• EXTRAIT DE PAGE:
Vu les articles L440-1 et D440-1 à D440-13 du code de commerce ;
Le rapporteur entendu lors de ses séances plénières des 21 mai 2015 et 14 janvier 2016 ;
En l’état du droit positif, on peut penser que les sanctions administratives qui viennent assortir le dépassement des délais impératifs de paiement pourront être mises en œuvre dans les rapports entre un vendeur français et un acheteur étranger malgré la soumission du contrat à la loi interne d’un Etat étranger, notamment lorsque l’ensemble de la relation commerciale se déroule en France.
En revanche, en présence d’une clause attributive de juridiction désignant une juridiction étrangère et d’une clause d’electio juris désignant une loi étrangère, le juge étranger saisi d’une action de nature civile garde les mains très libres pour refuser de tirer les conséquences civiles de la violation du droit français.
Il ne pourrait en aller différemment que si – en dépit de l’établissement à l’étranger de l’acheteur – l’ensemble de la relation commerciale se déroulait en France.
La Commission d’examen des pratiques commerciales a été saisie par un avocat afin de recueillir son avis sur le champ d’application dans l’espace des règles du code de commerce relatives aux délais de paiement. Plus précisément, la question est de savoir s’il est possible d’écarter l’application des dispositions de l’article L441-6 plafonnant les délais de paiement à un contrat international de vente de marchandises conclu entre un fournisseur français et un client étranger (établi dans un Etat membre de l’Union européenne) lorsque ce contrat est soumis à la compétence du juge et de la loi de l’Etat étranger dans lequel le client est établi. Dans une telle occurrence, l’auteur de la saisine interroge la Commission sur le point de savoir s’il serait toujours possible pour l’Administration française de poursuivre les parties au contrat de vente devant le juge français sur le fondement des dispositions du code de commerce.
La loi n°2014-344 du 17 mars 2014 relative à la consommation ayant en partie modifié les sanctions applicables en cas de violation des règles de l’article L441-6 du code de commerce plafonnant les délais de paiement, il convient de s’interroger au préalable sur l’application des nouvelles dispositions dans le temps (1) avant de répondre à la question principale relative à leur application dans l’espace (2).
En vertu de l’article L.441-6 I alinéa 9 du code de commerce (issu de la loi de modernisation de l’économie (LME) n°2008-776 du 4 août 2008 et modifié par la loi n° 2015-990 du 6 août 2015 pour la croissance, l’activité et l’égalité des chances économiques) : « Le délai convenu entre les parties pour régler les sommes dues ne peut dépasser soixante jours à compter de la date d’émission de la facture. Par dérogation, un délai maximal de quarante-cinq jours fin de mois à compter de la date d’émission de la facture peut être convenu entre les parties, sous réserve que ce délai soit expressément stipulé par contrat et qu’il ne constitue pas un abus manifeste à l’égard du créancier ».

• VOLETS DE L'EXERCICE:
**A)** D'après l'extrait sur les délais de paiement, par qui la Commission d'examen des pratiques commerciales a-t-elle été saisie ?
**B)** Recopiez à l'identique tout le passage de l'extrait sur les délais de paiement qui va de « En revanche, en » jusqu'à « du droit français. ».
Les entrées proviennent d'une source distincte de l'extrait sur les délais de paiement.

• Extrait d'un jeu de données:
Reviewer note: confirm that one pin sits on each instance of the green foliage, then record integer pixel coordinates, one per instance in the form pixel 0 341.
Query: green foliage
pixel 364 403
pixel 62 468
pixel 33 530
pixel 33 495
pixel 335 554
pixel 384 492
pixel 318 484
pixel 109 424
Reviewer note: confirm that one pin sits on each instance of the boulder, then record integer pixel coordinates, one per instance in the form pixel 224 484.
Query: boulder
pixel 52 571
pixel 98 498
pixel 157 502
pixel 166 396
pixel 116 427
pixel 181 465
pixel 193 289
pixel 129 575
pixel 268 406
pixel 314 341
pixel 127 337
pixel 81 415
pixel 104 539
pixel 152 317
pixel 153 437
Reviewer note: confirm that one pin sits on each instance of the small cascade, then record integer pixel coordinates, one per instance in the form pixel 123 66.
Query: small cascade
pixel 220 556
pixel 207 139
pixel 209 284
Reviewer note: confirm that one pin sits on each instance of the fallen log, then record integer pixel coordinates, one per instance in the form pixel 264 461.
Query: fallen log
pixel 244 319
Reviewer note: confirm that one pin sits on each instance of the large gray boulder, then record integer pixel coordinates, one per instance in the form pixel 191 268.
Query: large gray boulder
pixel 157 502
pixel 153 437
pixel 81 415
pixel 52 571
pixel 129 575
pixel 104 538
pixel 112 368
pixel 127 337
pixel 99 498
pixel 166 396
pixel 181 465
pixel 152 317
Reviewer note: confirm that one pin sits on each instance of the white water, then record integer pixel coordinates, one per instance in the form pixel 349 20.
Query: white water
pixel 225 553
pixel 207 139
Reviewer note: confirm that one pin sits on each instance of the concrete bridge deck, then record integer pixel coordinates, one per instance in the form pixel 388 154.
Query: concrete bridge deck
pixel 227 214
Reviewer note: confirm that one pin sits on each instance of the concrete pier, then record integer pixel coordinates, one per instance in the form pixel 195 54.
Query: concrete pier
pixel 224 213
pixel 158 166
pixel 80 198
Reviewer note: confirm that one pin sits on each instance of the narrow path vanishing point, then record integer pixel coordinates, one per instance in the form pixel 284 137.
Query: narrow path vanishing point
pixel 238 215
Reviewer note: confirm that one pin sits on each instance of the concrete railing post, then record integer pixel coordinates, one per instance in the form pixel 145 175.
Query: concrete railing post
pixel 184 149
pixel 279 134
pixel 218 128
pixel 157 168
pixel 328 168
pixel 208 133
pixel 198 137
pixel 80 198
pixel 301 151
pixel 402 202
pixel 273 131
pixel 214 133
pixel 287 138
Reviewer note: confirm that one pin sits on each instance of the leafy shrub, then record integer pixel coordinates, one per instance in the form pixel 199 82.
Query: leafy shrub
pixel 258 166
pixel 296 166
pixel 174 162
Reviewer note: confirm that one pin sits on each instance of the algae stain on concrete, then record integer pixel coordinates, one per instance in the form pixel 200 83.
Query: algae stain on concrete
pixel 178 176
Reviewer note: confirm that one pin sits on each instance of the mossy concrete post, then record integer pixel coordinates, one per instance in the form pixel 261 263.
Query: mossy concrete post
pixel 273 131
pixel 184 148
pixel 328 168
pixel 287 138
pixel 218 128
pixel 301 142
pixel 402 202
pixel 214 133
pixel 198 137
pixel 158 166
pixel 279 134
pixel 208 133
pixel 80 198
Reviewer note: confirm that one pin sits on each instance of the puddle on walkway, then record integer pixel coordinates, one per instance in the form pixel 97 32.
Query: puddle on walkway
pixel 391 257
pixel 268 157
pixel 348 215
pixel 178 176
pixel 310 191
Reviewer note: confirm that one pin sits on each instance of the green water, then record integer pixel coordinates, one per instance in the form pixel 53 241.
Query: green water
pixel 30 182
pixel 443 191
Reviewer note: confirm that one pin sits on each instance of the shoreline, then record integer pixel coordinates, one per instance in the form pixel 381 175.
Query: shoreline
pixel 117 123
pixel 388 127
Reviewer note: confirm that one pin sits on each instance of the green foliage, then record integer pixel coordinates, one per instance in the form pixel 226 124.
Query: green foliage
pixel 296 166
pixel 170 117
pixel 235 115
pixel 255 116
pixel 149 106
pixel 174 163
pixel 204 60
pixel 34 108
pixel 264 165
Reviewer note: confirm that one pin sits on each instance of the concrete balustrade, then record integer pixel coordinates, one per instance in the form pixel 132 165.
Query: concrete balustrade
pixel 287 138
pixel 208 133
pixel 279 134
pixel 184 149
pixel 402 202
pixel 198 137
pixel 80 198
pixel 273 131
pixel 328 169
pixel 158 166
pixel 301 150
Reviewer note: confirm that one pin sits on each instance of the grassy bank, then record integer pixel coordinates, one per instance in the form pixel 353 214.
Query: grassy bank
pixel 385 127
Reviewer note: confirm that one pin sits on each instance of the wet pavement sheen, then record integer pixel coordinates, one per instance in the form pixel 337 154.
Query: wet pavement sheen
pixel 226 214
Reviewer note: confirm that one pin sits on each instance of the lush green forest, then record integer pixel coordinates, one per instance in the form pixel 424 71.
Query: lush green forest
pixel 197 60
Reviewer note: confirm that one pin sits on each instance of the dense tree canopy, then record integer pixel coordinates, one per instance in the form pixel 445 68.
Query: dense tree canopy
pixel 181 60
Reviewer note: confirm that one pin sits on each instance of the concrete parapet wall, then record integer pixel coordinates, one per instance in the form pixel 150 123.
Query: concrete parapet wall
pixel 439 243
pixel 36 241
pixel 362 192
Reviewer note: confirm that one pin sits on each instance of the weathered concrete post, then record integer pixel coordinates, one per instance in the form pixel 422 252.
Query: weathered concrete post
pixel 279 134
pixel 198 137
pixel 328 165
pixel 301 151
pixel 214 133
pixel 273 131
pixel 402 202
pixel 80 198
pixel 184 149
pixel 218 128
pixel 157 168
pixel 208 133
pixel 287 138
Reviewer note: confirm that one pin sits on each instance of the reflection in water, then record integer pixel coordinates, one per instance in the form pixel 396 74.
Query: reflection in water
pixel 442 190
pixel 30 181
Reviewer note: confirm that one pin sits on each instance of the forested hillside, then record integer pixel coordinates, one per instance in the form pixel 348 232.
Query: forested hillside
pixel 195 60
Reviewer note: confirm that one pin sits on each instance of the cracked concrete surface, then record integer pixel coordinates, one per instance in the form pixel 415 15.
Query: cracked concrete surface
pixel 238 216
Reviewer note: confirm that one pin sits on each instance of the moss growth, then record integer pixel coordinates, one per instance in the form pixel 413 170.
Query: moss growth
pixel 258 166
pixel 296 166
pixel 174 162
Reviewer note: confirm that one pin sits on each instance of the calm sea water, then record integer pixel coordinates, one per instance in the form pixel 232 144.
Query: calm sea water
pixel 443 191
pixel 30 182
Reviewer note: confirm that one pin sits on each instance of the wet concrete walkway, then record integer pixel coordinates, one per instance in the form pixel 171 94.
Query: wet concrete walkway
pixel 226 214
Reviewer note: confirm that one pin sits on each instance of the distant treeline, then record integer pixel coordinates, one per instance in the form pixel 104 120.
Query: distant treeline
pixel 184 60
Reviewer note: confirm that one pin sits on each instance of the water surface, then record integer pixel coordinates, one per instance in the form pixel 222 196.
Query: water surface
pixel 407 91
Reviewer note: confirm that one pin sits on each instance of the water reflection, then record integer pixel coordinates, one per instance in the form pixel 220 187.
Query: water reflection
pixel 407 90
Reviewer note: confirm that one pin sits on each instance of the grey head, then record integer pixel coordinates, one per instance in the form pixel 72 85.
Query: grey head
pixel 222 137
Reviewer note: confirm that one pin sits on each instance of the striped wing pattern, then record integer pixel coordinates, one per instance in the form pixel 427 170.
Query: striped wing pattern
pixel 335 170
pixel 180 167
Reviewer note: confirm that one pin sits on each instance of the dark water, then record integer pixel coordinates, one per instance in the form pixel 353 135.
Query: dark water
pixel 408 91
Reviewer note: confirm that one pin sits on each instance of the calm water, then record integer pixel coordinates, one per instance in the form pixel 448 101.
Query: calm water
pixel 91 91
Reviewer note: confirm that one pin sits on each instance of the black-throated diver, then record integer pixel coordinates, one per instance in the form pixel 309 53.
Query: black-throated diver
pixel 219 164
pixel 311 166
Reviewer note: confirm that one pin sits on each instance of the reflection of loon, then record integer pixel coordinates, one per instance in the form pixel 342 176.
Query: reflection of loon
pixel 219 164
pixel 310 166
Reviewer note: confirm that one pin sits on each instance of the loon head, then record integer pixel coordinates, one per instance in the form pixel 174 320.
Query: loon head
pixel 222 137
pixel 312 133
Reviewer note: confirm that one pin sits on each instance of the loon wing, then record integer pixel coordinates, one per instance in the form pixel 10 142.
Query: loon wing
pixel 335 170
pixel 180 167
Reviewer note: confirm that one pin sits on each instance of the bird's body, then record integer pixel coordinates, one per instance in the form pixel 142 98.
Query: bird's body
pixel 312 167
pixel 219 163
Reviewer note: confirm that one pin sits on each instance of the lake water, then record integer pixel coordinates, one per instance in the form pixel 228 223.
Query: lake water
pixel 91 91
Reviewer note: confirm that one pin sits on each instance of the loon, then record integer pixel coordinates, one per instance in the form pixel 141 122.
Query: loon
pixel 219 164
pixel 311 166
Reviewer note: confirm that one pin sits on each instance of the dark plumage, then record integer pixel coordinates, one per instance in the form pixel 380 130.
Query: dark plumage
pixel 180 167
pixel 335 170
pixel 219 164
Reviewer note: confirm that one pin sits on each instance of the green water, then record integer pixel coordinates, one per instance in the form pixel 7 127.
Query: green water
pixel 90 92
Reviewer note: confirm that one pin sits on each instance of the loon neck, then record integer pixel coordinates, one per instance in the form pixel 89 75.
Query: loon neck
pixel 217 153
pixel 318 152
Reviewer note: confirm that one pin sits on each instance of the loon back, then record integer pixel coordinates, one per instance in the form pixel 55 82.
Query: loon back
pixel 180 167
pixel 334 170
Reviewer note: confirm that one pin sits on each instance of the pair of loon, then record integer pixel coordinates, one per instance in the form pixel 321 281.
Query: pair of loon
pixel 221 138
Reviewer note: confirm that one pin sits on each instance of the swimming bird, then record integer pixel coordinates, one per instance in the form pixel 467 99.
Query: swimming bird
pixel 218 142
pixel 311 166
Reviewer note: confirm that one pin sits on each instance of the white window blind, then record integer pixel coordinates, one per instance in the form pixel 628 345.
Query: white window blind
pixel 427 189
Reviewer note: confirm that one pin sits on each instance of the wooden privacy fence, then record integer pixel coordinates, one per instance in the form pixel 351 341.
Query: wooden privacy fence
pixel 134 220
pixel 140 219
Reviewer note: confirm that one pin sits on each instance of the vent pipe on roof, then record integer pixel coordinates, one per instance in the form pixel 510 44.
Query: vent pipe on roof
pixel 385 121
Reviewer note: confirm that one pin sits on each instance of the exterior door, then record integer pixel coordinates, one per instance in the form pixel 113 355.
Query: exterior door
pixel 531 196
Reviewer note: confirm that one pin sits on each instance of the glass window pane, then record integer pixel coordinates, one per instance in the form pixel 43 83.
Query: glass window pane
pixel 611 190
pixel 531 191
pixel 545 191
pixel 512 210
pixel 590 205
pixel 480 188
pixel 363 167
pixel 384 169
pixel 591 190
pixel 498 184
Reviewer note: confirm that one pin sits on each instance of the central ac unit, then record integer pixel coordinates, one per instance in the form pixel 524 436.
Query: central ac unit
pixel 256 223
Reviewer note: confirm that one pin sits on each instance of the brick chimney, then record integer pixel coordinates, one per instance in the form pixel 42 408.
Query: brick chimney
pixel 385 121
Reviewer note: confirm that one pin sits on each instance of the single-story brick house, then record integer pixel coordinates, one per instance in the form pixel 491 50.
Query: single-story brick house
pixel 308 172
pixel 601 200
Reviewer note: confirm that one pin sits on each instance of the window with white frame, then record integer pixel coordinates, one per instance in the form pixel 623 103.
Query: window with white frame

• EXERCICE CORRIGÉ:
**A)** Par un avocat.

**B)**
En revanche, en présence d’une clause attributive de juridiction désignant une juridiction étrangère et d’une clause d’electio juris désignant une loi étrangère, le juge étranger saisi d’une action de nature civile garde les mains très libres pour refuser de tirer les conséquences civiles de la violation du droit français.